# WORK TO COMPLETE
Convert every line of the data below into a Markdown table with the columns "Index" and "Entry". Put the row number under Index and the line itself under Entry, and leave out any blank lines.

# MATERIAL PROVIDED
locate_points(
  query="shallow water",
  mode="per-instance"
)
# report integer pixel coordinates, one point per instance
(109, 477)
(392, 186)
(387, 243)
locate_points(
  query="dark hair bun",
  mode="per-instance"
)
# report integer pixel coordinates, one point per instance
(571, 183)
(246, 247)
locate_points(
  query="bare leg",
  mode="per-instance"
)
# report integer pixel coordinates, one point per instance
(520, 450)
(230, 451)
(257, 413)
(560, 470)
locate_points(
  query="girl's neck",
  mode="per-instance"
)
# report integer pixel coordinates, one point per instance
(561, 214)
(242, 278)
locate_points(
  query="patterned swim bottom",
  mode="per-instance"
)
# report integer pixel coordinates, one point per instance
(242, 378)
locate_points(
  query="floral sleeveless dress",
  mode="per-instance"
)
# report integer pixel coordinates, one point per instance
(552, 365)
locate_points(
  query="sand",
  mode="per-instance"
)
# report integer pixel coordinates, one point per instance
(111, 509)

# WRITTEN SOLUTION
| Index | Entry |
|---|---|
| 1 | locate_points( |
| 2 |   query="shallow water", |
| 3 |   mode="per-instance" |
| 4 | ) |
| 5 | # report integer pixel coordinates, one point per instance |
| 6 | (109, 477) |
| 7 | (392, 186) |
| 8 | (387, 243) |
| 9 | locate_points( |
| 10 |   query="dark hair bun", |
| 11 |   mode="per-instance" |
| 12 | ) |
| 13 | # report integer pixel coordinates, one point per instance |
| 14 | (571, 183) |
| 15 | (246, 247) |
| 16 | locate_points( |
| 17 |   query="bare leg", |
| 18 |   mode="per-instance" |
| 19 | ) |
| 20 | # report integer pixel coordinates, one point per instance |
| 21 | (520, 450) |
| 22 | (230, 451) |
| 23 | (257, 413) |
| 24 | (560, 470) |
| 25 | locate_points( |
| 26 |   query="girl's neck", |
| 27 |   mode="per-instance" |
| 28 | ) |
| 29 | # report integer pixel coordinates, one point per instance |
| 30 | (561, 214) |
| 31 | (242, 278) |
| 32 | locate_points( |
| 33 |   query="patterned swim bottom", |
| 34 |   mode="per-instance" |
| 35 | ) |
| 36 | # report integer pixel coordinates, one point per instance |
| 37 | (242, 378) |
| 38 | locate_points( |
| 39 |   query="floral sleeveless dress", |
| 40 |   mode="per-instance" |
| 41 | ) |
| 42 | # report integer pixel coordinates, one point per instance |
| 43 | (552, 365) |
| 44 | locate_points( |
| 45 |   query="sand", |
| 46 |   mode="per-instance" |
| 47 | ) |
| 48 | # report integer pixel coordinates, one point per instance |
| 49 | (111, 509) |